• _TO DO_
Print the listing below from its opening line through the line holding "85L294 83L278 85L256", both ends included.

• _PROVIDED RECORDS_

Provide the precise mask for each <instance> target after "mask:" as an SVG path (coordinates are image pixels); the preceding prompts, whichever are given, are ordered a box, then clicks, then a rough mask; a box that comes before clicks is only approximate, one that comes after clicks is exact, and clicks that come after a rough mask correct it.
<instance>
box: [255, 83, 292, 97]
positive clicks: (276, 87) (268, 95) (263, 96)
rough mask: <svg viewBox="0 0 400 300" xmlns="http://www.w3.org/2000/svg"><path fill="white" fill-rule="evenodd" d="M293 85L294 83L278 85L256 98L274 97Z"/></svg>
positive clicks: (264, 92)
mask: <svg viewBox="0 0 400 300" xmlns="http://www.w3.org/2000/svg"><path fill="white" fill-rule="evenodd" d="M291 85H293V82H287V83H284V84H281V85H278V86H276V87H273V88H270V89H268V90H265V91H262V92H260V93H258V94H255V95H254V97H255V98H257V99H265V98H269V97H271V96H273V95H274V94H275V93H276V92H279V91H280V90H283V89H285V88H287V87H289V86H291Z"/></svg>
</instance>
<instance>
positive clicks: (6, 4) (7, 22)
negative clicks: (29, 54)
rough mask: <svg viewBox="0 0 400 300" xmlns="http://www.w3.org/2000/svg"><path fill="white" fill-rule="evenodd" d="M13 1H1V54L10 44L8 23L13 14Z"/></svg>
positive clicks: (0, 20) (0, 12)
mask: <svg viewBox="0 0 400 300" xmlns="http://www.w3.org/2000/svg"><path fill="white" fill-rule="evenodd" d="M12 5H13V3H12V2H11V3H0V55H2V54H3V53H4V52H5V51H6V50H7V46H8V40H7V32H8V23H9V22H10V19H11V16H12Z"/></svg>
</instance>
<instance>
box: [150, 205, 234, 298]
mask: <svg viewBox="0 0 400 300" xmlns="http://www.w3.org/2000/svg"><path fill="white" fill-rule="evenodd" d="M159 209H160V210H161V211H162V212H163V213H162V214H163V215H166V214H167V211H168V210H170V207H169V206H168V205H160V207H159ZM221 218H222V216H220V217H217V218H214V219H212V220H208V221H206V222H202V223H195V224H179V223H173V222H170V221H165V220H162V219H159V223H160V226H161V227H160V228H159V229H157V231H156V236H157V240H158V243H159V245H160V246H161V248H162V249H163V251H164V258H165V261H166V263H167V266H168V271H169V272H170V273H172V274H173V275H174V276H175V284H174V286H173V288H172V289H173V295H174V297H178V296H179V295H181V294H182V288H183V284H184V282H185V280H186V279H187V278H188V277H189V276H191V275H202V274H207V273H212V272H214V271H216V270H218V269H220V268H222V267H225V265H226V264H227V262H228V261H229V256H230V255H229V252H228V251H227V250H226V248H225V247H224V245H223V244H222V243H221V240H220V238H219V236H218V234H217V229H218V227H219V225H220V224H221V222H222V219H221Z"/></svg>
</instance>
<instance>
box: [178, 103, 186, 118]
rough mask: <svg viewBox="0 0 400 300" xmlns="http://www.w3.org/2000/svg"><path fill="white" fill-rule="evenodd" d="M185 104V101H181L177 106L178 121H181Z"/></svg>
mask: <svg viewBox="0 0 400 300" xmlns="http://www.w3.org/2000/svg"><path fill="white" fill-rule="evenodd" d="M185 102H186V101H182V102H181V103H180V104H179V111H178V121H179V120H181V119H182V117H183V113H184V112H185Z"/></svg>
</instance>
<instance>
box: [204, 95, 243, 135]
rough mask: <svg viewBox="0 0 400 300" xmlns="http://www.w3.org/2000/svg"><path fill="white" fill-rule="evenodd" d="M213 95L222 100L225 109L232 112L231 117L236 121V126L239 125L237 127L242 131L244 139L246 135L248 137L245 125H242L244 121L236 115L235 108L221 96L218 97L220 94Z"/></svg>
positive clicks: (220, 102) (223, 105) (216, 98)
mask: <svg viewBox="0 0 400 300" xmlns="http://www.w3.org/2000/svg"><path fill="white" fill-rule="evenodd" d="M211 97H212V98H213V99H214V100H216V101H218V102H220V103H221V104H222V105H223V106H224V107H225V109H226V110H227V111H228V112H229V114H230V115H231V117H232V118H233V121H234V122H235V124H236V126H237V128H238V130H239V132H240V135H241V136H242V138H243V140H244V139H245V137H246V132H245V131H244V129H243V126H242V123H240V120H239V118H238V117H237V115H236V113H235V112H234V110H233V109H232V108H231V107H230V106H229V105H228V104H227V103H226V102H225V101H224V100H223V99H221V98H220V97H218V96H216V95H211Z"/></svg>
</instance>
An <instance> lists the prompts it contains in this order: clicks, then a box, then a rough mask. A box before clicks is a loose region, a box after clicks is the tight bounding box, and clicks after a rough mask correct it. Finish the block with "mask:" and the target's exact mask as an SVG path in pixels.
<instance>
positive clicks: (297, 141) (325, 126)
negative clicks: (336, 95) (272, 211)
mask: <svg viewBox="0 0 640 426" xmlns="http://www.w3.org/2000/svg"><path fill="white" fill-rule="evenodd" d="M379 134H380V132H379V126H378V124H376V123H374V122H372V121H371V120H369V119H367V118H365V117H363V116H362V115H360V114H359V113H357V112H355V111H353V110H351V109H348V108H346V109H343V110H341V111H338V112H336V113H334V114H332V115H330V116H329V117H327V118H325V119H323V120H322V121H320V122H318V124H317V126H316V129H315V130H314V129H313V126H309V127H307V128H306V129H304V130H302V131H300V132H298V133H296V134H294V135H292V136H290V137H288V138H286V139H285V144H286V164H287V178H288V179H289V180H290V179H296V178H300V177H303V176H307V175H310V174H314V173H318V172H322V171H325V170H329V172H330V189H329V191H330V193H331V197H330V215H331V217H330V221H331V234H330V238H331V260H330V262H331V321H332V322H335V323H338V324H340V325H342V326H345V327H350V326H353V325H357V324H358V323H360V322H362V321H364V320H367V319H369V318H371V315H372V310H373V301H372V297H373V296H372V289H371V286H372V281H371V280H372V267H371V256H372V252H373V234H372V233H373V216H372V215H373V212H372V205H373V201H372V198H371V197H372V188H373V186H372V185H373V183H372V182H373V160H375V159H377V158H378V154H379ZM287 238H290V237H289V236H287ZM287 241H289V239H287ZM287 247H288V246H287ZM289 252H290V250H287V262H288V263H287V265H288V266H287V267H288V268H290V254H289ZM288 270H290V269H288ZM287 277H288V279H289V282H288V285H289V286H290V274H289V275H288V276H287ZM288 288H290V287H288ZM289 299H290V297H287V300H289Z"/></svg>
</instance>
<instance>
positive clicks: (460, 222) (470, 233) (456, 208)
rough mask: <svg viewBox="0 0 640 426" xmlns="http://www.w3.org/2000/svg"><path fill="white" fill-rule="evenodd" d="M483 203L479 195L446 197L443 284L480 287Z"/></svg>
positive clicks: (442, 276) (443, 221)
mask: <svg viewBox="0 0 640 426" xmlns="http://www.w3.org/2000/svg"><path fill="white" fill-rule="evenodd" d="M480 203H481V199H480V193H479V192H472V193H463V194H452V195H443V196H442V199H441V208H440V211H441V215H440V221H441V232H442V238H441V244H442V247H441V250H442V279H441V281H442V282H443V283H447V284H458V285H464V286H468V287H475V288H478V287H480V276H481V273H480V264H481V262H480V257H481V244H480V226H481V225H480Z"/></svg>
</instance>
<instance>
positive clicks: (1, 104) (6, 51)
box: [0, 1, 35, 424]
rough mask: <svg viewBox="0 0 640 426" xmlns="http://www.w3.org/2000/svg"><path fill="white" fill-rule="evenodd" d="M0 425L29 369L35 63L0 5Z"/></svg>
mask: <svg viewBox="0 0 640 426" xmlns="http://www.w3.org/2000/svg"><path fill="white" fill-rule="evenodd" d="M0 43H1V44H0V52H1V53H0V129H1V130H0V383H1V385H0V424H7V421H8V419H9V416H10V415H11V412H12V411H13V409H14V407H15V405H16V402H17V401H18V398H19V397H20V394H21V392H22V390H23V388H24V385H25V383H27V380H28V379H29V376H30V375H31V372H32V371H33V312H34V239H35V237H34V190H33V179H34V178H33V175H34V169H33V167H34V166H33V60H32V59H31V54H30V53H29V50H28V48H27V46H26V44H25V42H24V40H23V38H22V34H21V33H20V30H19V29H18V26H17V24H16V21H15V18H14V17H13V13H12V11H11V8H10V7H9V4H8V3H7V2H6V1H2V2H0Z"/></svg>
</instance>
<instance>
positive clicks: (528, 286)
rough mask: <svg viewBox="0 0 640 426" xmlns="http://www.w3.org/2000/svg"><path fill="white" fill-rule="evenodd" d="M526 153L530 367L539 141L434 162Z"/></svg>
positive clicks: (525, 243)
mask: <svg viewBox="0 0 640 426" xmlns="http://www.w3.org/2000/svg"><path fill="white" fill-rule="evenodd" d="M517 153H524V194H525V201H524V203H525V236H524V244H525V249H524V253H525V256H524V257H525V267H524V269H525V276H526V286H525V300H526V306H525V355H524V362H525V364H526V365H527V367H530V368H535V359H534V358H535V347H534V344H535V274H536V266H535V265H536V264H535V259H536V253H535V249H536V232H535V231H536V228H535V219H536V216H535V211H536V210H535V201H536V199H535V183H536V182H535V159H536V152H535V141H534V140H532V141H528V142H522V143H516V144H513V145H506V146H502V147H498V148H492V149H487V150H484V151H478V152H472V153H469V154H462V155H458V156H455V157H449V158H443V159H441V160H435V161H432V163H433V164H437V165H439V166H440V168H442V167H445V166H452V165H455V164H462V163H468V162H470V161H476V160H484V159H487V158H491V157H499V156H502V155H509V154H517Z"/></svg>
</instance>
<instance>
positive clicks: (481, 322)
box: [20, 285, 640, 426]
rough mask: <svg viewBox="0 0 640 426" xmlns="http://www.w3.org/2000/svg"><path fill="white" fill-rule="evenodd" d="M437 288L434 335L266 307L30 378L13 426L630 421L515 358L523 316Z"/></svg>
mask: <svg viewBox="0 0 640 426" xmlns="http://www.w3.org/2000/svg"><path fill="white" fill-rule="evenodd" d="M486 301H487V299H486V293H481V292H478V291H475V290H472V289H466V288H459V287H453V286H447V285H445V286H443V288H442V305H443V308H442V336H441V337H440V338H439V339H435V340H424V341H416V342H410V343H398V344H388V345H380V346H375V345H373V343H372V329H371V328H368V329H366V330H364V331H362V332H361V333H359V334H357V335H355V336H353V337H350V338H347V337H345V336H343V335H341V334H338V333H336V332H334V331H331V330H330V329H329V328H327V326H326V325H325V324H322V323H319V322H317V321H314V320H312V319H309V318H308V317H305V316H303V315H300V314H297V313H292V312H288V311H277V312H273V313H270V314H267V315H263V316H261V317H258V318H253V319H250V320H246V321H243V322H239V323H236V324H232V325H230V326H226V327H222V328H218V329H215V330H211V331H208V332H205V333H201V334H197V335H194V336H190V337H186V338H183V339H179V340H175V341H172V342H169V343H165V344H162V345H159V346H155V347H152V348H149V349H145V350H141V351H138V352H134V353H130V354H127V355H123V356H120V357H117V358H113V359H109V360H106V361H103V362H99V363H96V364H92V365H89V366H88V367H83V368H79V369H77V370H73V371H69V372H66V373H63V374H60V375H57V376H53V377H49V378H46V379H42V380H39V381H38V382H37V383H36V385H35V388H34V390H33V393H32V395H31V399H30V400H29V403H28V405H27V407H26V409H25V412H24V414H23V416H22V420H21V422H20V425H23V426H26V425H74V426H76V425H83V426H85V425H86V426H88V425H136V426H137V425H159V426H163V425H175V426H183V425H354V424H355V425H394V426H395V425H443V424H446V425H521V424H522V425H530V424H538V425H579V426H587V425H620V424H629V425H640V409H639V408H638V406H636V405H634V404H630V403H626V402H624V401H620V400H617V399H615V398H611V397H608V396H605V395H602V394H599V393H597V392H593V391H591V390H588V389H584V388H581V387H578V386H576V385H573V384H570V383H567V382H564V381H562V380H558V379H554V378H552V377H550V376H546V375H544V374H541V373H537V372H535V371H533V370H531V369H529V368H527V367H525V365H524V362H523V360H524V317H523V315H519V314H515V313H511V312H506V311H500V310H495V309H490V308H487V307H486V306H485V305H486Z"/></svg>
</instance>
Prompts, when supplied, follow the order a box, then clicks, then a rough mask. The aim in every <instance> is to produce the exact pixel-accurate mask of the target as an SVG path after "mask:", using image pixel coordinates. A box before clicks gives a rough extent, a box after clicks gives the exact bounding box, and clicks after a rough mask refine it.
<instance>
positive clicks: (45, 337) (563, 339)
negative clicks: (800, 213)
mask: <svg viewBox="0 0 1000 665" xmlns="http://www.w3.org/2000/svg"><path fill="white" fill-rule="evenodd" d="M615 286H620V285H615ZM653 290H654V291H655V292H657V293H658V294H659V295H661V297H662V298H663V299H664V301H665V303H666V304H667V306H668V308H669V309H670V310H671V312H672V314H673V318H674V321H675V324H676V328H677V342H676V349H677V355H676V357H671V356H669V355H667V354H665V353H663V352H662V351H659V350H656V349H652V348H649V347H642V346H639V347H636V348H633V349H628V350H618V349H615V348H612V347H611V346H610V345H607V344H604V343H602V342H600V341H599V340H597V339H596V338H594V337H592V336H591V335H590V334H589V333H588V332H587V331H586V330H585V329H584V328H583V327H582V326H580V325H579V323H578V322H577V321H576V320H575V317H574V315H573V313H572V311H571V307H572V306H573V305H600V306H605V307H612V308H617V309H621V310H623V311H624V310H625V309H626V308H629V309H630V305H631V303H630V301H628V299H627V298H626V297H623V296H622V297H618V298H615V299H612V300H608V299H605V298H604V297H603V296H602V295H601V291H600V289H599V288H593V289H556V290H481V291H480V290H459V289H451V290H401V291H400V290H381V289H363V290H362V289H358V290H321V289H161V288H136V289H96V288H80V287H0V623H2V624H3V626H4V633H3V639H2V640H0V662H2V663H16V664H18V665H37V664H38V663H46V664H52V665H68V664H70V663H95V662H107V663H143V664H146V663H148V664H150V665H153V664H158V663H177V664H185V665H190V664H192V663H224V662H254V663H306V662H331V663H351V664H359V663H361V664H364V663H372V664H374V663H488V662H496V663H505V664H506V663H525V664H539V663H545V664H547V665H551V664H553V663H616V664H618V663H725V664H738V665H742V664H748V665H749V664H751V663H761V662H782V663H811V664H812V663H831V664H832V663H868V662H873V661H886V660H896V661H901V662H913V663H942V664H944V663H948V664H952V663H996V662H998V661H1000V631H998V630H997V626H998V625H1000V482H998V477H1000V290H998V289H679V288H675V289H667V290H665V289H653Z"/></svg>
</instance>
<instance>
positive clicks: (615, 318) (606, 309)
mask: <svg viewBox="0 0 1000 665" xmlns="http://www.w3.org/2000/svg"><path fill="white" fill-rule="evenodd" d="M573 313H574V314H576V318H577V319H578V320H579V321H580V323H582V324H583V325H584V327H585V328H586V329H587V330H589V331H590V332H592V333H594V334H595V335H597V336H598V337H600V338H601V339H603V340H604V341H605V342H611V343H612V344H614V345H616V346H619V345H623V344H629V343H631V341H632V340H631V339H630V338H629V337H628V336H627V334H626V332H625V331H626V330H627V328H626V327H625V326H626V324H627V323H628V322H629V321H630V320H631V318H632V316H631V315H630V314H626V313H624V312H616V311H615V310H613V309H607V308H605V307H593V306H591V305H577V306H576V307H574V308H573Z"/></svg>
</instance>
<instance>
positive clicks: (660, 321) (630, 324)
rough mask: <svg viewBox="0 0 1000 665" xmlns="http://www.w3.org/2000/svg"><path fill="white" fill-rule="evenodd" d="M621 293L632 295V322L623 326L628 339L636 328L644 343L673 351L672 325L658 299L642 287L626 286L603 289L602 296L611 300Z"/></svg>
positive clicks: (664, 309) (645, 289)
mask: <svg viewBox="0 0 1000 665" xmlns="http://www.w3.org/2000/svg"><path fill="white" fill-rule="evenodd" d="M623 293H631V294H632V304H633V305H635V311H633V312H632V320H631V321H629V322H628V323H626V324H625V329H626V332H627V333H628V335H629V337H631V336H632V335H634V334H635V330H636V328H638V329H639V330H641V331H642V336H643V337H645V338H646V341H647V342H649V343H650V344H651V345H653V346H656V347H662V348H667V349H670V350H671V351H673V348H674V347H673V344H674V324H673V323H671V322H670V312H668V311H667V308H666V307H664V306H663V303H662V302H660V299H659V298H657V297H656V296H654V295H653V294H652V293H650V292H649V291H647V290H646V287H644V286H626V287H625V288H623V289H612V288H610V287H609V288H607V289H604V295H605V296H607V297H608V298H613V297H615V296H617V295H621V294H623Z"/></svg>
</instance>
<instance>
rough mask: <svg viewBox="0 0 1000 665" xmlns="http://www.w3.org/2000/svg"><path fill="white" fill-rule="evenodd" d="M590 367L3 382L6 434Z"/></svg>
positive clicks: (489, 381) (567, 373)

• _ANSWER SPACE_
Provide the precise mask for each <instance> target after "mask:" as an SVG path (coordinates are image pixels); the preceding prompts, whichever are given, are ordered a box, then clicks, then a rough mask; a box that comes before clicks is only approximate, one that comes after clicks is exact, and clicks that come after a rough mask correct it.
<instance>
box: [255, 83, 292, 97]
positive clicks: (276, 87) (268, 95) (263, 96)
rough mask: <svg viewBox="0 0 400 300" xmlns="http://www.w3.org/2000/svg"><path fill="white" fill-rule="evenodd" d="M293 85L294 83L278 85L256 98L274 97Z"/></svg>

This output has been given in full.